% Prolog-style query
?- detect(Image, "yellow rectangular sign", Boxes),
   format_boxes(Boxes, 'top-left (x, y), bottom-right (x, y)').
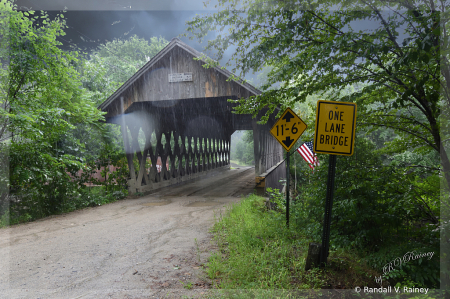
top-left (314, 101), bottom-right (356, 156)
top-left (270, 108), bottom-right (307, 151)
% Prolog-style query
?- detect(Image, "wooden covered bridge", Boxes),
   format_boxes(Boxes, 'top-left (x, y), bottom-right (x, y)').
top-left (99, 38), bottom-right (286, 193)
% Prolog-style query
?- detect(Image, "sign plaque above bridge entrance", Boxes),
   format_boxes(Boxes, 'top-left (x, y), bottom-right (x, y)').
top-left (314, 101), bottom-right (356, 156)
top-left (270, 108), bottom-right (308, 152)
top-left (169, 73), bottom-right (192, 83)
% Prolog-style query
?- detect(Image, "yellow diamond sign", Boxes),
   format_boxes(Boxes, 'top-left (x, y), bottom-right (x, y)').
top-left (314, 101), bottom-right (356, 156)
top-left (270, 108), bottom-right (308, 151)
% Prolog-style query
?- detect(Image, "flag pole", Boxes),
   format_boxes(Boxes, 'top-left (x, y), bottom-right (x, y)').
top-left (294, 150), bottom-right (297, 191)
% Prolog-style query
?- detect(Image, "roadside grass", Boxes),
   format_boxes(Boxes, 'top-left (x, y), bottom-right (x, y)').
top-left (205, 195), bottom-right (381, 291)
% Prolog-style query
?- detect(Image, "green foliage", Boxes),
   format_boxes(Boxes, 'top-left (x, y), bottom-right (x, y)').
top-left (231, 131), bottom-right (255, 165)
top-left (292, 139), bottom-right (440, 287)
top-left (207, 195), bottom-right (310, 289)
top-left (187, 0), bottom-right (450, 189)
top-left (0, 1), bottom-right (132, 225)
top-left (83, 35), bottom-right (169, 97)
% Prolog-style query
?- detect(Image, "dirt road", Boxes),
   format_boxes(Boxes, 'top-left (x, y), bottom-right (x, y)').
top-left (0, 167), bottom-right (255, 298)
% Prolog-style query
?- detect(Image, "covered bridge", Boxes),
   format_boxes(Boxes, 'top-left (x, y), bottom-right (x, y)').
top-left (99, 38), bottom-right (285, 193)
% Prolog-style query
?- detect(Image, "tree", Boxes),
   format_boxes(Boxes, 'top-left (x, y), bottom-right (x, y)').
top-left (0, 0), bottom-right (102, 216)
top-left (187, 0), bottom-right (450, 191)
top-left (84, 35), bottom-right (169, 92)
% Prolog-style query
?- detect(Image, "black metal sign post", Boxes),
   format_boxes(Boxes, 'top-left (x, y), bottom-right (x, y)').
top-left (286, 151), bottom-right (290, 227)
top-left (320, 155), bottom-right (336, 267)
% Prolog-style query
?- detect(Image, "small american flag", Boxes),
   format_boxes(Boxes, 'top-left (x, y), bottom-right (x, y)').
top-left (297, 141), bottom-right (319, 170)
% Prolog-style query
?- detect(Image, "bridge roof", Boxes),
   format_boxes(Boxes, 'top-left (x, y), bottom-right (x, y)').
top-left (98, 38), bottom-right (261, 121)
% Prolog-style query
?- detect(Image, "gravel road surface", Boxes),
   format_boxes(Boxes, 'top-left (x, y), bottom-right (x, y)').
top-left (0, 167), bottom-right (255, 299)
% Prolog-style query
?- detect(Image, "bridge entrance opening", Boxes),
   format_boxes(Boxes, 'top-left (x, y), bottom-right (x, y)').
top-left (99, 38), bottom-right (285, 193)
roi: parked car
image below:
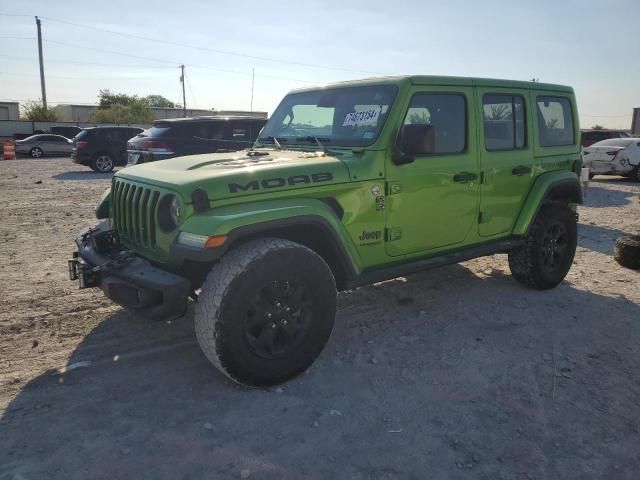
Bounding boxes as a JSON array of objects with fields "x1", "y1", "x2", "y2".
____
▶ TASK
Reproduce the data above line for line, with no changes, and leave out the pictures.

▶ SOLUTION TO THE PROBLEM
% Prolog-style query
?- detect(Image, "yellow rectangular sign", Boxes),
   format_boxes(Boxes, 'top-left (x, y), bottom-right (x, y)').
top-left (314, 101), bottom-right (356, 156)
top-left (270, 108), bottom-right (307, 151)
% Prolog-style query
?- detect(Image, "wooden covered bridge", Boxes),
   format_boxes(Boxes, 'top-left (x, y), bottom-right (x, y)').
top-left (99, 38), bottom-right (286, 193)
% Prolog-style query
?- detect(Image, "sign plaque above bridge entrance", Boxes),
   format_boxes(Boxes, 'top-left (x, y), bottom-right (x, y)').
top-left (314, 101), bottom-right (356, 156)
top-left (270, 108), bottom-right (308, 152)
top-left (169, 73), bottom-right (192, 83)
% Prolog-style query
?- detect(Image, "yellow diamond sign", Boxes),
   format_boxes(Boxes, 'top-left (x, y), bottom-right (x, y)').
top-left (314, 101), bottom-right (356, 156)
top-left (270, 108), bottom-right (308, 151)
% Prolog-style query
?- detect(Image, "flag pole", Boxes),
   format_boxes(Boxes, 'top-left (x, y), bottom-right (x, y)').
top-left (294, 150), bottom-right (297, 191)
% Prolog-style query
?- detect(Image, "roadside grass", Boxes),
   format_boxes(Boxes, 'top-left (x, y), bottom-right (x, y)').
top-left (205, 195), bottom-right (381, 291)
% Prolog-style query
?- detect(Image, "green foliage", Boxes),
   format_boxes(Boxes, 'top-left (x, y), bottom-right (x, y)').
top-left (231, 131), bottom-right (255, 165)
top-left (292, 139), bottom-right (440, 287)
top-left (207, 195), bottom-right (310, 289)
top-left (187, 0), bottom-right (450, 189)
top-left (0, 1), bottom-right (132, 225)
top-left (83, 35), bottom-right (169, 97)
% Prolog-style query
?- detect(Image, "dirt road", Boxes),
   format_boxes(Boxes, 'top-left (x, y), bottom-right (x, y)').
top-left (0, 167), bottom-right (255, 298)
% Prolog-style query
?- detect(Image, "covered bridge", Boxes),
   format_boxes(Boxes, 'top-left (x, y), bottom-right (x, y)').
top-left (99, 38), bottom-right (285, 193)
% Prolog-style query
?- detect(Image, "tree", Boxes),
   format_boxes(Boxes, 'top-left (x, y), bottom-right (x, y)').
top-left (0, 0), bottom-right (102, 216)
top-left (187, 0), bottom-right (450, 191)
top-left (84, 35), bottom-right (169, 92)
% Prolog-style query
?- detect(Image, "black metal sign post", Boxes),
   format_boxes(Boxes, 'top-left (x, y), bottom-right (x, y)').
top-left (286, 151), bottom-right (290, 227)
top-left (320, 155), bottom-right (336, 267)
% Prolog-style query
?- detect(Image, "small american flag", Boxes),
   format_boxes(Boxes, 'top-left (x, y), bottom-right (x, y)').
top-left (297, 141), bottom-right (319, 170)
% Prolog-style query
?- detect(Image, "bridge roof", Boxes),
   format_boxes(Boxes, 'top-left (x, y), bottom-right (x, y)').
top-left (98, 38), bottom-right (261, 121)
% Prolog-style query
?- detect(Image, "gravel road surface", Boxes),
   format_boxes(Boxes, 'top-left (x, y), bottom-right (x, y)').
top-left (0, 167), bottom-right (255, 299)
% Prolog-style query
?- detect(Image, "bridge entrance opening", Boxes),
   format_boxes(Boxes, 'top-left (x, y), bottom-right (x, y)').
top-left (99, 38), bottom-right (285, 193)
roi: parked car
image below:
Bounding boxes as a JSON array of objects with fields "x1", "y1", "x2", "y2".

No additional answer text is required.